▸ **Texto fornecido**
· · ·
A iniciativa formou, nos últimos três anos, aproximadamente 1.000 mulheres no Brasil, na Colômbia, na Argentina e nos Estados Unidos, impactando donas de casa, mães solo, empreendedoras, estudantes e profissionais liberais, tendo como centralidade o empoderamento feminino e a realidade do racismo estrutural na sociedade.
O embrião do empreendimento surgiu a partir das vivências pessoais da educadora financeira. Na entrevista ao Expresso na Perifa, Mônica fala sobre parte dessa trajetória.
“Comecei a estudar educação financeira, entender sobre autoconhecimento e fiz cursos sobre história da África e filosofia africana. Percebi que esse era um lugar onde gostava de estar. O fato de ter me encontrado, de me entender melhor com minha ancestralidade, foram pontos positivos. Comecei a aplicar a educação financeira dentro do que estava aprendendo e percebi que havia um padrão entre nós, mulheres negras.”
A partir do G&P Finanças, Mônica oferece cursos, workshops e treinamentos voltados para a realidade dessas mulheres. Nas formações, os aspectos da ancestralidade e da autoestima são componentes centrais. O conhecimento ofertado abrange o ensino sobre investimentos, a negociação de dívidas e a precificação de produtos e serviços.
“A metodologia prevê que as mulheres passem por uma formação que traz questões da ancestralidade tendo como referência e base as ‘pretas de ganho’, mulheres escravizadas que iam trabalhar com seus tabuleiros nas praças das grandes cidades, especialmente na Bahia, no Rio de Janeiro, em São Paulo e em Minas Gerais”, explica.
Segundo Mônica, as ‘pretas de ganho’ usavam a educação financeira e entendiam que o empreendedorismo garantiria o alcance da alforria.
“Em uma sociedade injusta, precisavam trabalhar para resgatar suas liberdades. Quando trabalhavam dentro das casas – e faço até uma alusão de quando a gente trabalha dentro de uma empresa – existia [existe] uma figura que determinava [determina] até que ponto você poderia chegar, até quanto de renda poderia ganhar, o que foi realidade na minha vida”, fala.
· · ·
▸ **Material de origem**
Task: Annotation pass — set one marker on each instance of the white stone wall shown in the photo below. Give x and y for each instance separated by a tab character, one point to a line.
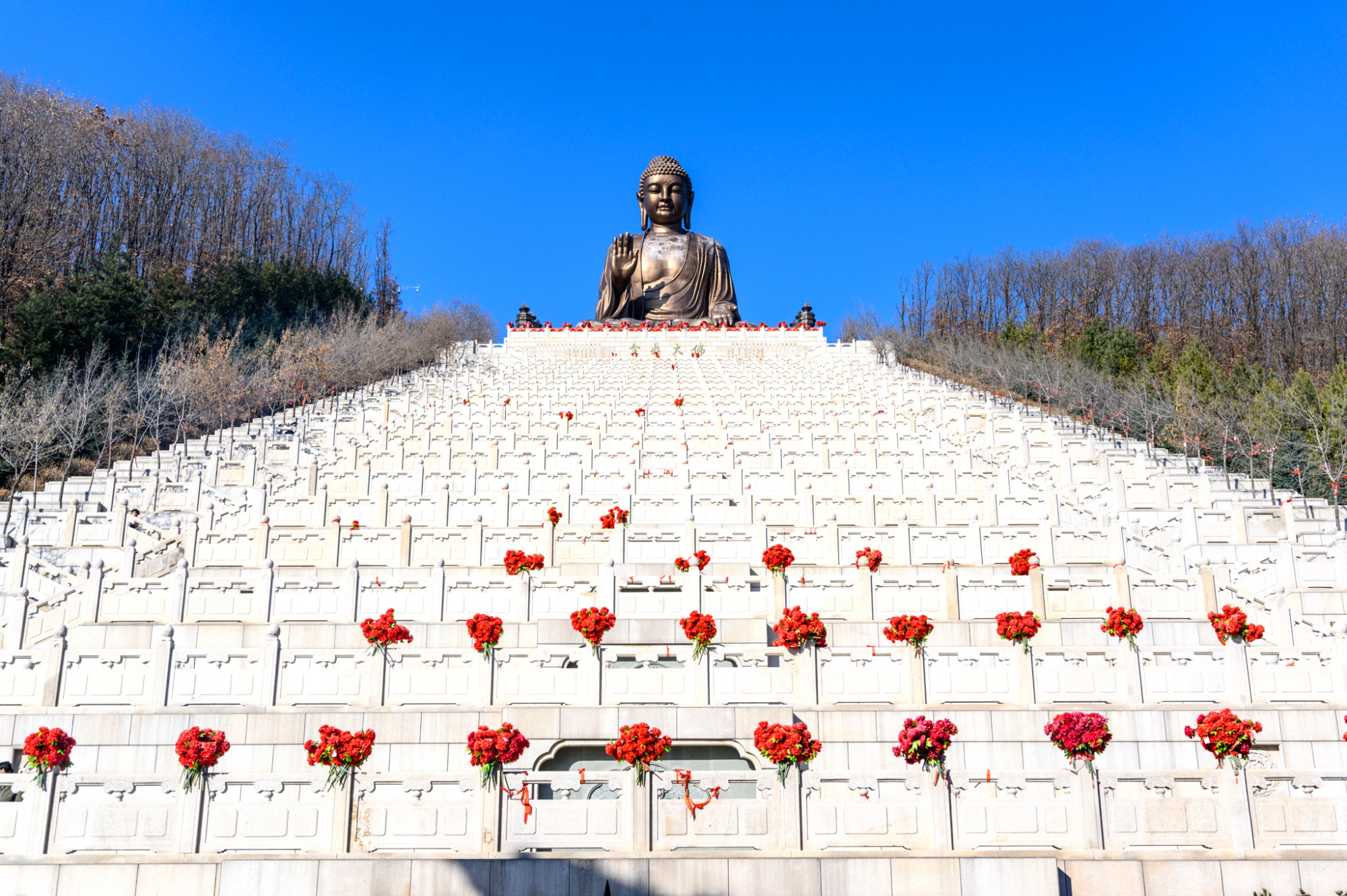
· · ·
▸ **Tarefas**
**A.** No texto sobre o G&P Finanças, quais aspectos são componentes centrais nas formações?
**B.** Repita o trecho do texto sobre o G&P Finanças começando por "O embrião do" e seguindo até "parte dessa trajetória.".
**C.** Dê continuidade ao texto sobre o G&P Finanças a partir da última frase apresentada.

▸ **Respostas**
**A.** A ancestralidade e a autoestima.

**B.**
O embrião do empreendimento surgiu a partir das vivências pessoais da educadora financeira. Na entrevista ao Expresso na Perifa, Mônica fala sobre parte dessa trajetória.

**C.**
O fato de as empresas limitarem os ganhos de seus funcionários, aponta Mônica, estabelece regras sobre “escolhas” e “liberdades”, já que a falta de renda impede avanços que vão desde a mudança de casa até a realização de um curso.
“Quando a gente empreende, temos mais possibilidades de fazer isso. Era o que as ‘pretas de ganho’ faziam quando levavam seus tabuleiros para as ruas. Tinham que devolver parte do que ganhavam aos seus exploradores, mas também podiam ficar com parte desse ganho. Nesse movimento, conseguem comprar a própria liberdade e de outros. As irmandades são ambientes onde conseguimos ver isso com facilidade”, detalha.
A escolha pela abordagem da historicidade e da ancestralidade, de acordo com a educadora, também impacta no aumento da autoestima.
“Quando a gente tem a autoestima elevada, temos maiores condições de fazer escolhas que nos tragam bem-estar. Isso está relacionado com dinheiro. Quando a gente vive numa sociedade em que somos desacreditadas e desmerecidas, crescemos com a crença de que a gente não merece mais do que isso, o que faz com que o dinheiro seja usado de forma inconsequente”, avalia.
Além de inúmeras parcerias, o projeto foi contemplado por alguns editais, algo que ampliou as formações para mulheres negras em cinco escolas de samba tradicionais de São Paulo.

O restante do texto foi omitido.